__Exercise requirements__. Beginning with the line where "Where can the light wood" appears, restate the lines word for word through the last one in the listing.

Coordinate labeling data
━━━━━━━━

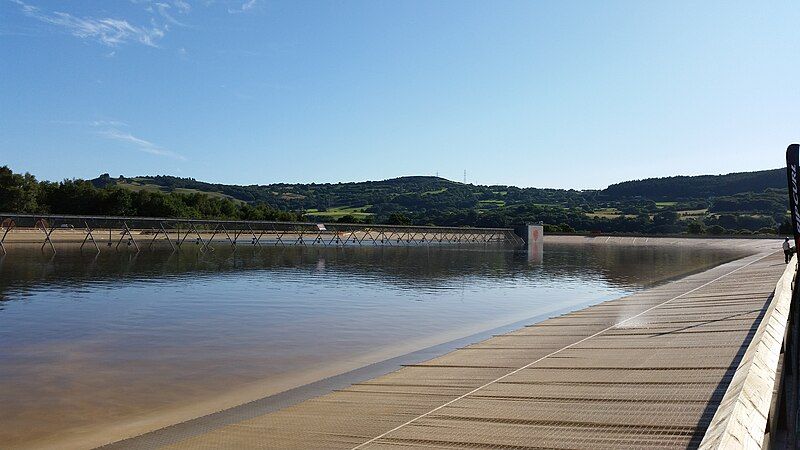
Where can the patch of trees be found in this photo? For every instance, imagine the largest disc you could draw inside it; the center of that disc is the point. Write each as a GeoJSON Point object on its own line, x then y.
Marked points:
{"type": "Point", "coordinates": [703, 186]}
{"type": "Point", "coordinates": [23, 194]}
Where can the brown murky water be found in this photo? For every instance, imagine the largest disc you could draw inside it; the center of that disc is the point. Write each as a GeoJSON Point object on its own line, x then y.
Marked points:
{"type": "Point", "coordinates": [121, 343]}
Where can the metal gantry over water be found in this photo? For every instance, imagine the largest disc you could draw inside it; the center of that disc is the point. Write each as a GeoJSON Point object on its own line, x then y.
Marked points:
{"type": "Point", "coordinates": [135, 232]}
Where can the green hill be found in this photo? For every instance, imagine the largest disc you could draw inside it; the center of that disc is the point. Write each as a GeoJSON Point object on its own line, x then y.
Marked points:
{"type": "Point", "coordinates": [741, 203]}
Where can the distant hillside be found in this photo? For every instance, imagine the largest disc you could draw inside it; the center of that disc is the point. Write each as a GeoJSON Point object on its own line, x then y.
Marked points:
{"type": "Point", "coordinates": [414, 192]}
{"type": "Point", "coordinates": [694, 187]}
{"type": "Point", "coordinates": [743, 202]}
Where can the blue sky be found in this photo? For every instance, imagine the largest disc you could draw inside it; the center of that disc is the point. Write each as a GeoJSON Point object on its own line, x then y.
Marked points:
{"type": "Point", "coordinates": [533, 93]}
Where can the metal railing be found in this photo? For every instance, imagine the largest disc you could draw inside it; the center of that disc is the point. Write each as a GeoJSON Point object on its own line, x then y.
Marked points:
{"type": "Point", "coordinates": [133, 231]}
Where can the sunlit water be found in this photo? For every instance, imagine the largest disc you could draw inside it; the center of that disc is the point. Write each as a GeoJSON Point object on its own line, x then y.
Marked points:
{"type": "Point", "coordinates": [88, 341]}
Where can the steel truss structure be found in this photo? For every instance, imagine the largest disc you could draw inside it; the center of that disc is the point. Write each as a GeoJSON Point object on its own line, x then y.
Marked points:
{"type": "Point", "coordinates": [133, 231]}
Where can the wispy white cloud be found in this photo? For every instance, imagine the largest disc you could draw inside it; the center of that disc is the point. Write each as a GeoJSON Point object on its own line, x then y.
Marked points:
{"type": "Point", "coordinates": [108, 123]}
{"type": "Point", "coordinates": [182, 6]}
{"type": "Point", "coordinates": [244, 7]}
{"type": "Point", "coordinates": [163, 9]}
{"type": "Point", "coordinates": [108, 31]}
{"type": "Point", "coordinates": [140, 144]}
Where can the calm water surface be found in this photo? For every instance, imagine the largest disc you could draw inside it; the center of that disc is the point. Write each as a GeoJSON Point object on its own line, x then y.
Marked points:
{"type": "Point", "coordinates": [90, 341]}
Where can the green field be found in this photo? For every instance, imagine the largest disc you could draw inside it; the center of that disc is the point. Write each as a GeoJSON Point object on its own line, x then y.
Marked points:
{"type": "Point", "coordinates": [340, 211]}
{"type": "Point", "coordinates": [138, 185]}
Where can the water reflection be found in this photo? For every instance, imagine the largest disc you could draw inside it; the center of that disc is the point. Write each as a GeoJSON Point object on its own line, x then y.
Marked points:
{"type": "Point", "coordinates": [406, 266]}
{"type": "Point", "coordinates": [96, 341]}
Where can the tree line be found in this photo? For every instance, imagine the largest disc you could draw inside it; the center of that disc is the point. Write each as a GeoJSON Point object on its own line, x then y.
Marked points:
{"type": "Point", "coordinates": [22, 193]}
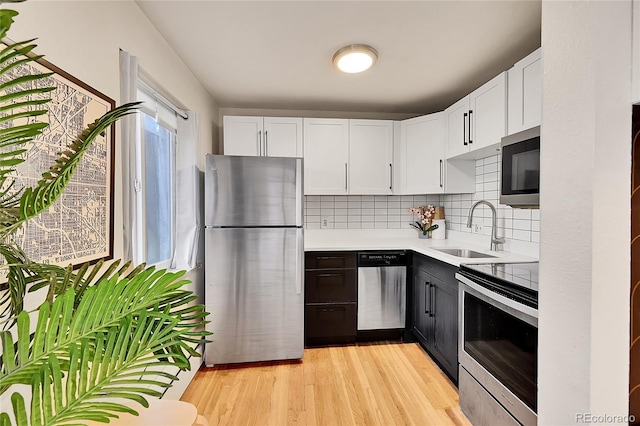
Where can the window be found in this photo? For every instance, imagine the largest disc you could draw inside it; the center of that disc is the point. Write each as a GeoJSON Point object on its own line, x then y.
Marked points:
{"type": "Point", "coordinates": [158, 188]}
{"type": "Point", "coordinates": [156, 211]}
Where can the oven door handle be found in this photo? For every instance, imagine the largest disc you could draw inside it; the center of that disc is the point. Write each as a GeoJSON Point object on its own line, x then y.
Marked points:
{"type": "Point", "coordinates": [525, 313]}
{"type": "Point", "coordinates": [427, 303]}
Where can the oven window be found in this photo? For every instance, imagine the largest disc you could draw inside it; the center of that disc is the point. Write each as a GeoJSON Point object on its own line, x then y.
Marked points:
{"type": "Point", "coordinates": [504, 345]}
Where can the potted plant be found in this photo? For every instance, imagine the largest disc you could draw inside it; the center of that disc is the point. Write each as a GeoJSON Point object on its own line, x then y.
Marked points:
{"type": "Point", "coordinates": [103, 330]}
{"type": "Point", "coordinates": [425, 217]}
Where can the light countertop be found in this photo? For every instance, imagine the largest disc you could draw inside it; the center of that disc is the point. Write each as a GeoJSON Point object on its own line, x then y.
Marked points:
{"type": "Point", "coordinates": [401, 239]}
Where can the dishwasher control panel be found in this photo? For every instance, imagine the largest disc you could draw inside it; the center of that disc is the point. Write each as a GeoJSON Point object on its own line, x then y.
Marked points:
{"type": "Point", "coordinates": [388, 258]}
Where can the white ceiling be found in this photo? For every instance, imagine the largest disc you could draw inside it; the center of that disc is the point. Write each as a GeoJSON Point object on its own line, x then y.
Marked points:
{"type": "Point", "coordinates": [277, 54]}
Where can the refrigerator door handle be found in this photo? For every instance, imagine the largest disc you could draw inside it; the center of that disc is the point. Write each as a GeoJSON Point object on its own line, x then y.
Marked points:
{"type": "Point", "coordinates": [299, 194]}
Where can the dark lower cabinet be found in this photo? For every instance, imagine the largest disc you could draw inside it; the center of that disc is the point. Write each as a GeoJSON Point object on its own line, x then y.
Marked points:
{"type": "Point", "coordinates": [435, 311]}
{"type": "Point", "coordinates": [331, 294]}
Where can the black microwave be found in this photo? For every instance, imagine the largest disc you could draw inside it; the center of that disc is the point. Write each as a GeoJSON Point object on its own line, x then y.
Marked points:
{"type": "Point", "coordinates": [520, 178]}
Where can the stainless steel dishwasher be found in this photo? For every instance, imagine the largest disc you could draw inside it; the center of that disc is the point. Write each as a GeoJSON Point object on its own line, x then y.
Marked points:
{"type": "Point", "coordinates": [382, 290]}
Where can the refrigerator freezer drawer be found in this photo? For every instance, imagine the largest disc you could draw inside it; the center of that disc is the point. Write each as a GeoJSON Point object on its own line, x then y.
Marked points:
{"type": "Point", "coordinates": [254, 294]}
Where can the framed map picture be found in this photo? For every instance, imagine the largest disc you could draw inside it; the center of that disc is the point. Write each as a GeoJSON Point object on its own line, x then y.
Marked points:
{"type": "Point", "coordinates": [78, 228]}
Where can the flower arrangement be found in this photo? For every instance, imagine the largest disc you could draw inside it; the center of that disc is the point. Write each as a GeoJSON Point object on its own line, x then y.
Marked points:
{"type": "Point", "coordinates": [425, 216]}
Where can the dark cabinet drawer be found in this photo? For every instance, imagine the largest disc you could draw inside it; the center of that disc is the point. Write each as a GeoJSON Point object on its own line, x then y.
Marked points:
{"type": "Point", "coordinates": [330, 285]}
{"type": "Point", "coordinates": [329, 260]}
{"type": "Point", "coordinates": [442, 271]}
{"type": "Point", "coordinates": [330, 320]}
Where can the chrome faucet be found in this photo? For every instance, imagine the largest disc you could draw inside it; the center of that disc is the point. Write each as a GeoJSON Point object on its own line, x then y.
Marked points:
{"type": "Point", "coordinates": [494, 216]}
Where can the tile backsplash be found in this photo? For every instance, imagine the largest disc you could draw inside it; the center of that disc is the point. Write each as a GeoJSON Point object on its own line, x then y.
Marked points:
{"type": "Point", "coordinates": [515, 224]}
{"type": "Point", "coordinates": [363, 211]}
{"type": "Point", "coordinates": [392, 211]}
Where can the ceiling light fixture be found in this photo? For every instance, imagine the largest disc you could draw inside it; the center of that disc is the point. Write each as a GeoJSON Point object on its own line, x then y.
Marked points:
{"type": "Point", "coordinates": [355, 58]}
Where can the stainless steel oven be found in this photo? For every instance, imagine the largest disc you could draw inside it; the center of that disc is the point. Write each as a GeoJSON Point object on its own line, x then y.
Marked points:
{"type": "Point", "coordinates": [498, 343]}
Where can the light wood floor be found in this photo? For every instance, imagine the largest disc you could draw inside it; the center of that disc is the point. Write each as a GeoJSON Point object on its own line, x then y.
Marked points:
{"type": "Point", "coordinates": [378, 384]}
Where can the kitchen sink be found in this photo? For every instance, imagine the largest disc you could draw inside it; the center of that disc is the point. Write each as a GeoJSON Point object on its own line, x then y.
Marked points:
{"type": "Point", "coordinates": [463, 253]}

━━━━━━━━

__Exercise result__.
Where can the light wood floor be found in this photo? For every instance, imagine the largest disc you could draw inside it; the center of that disc is the point. Write each as a GeoJSON Point object on its own line, x then y.
Marked points:
{"type": "Point", "coordinates": [378, 384]}
Where can the kitchen sink be found in this photo? For every instance, imagine the largest disc you could draw inside it; the center of that disc is the point. Write each as a GeoJSON Point object on its own line, x then y.
Marked points:
{"type": "Point", "coordinates": [463, 253]}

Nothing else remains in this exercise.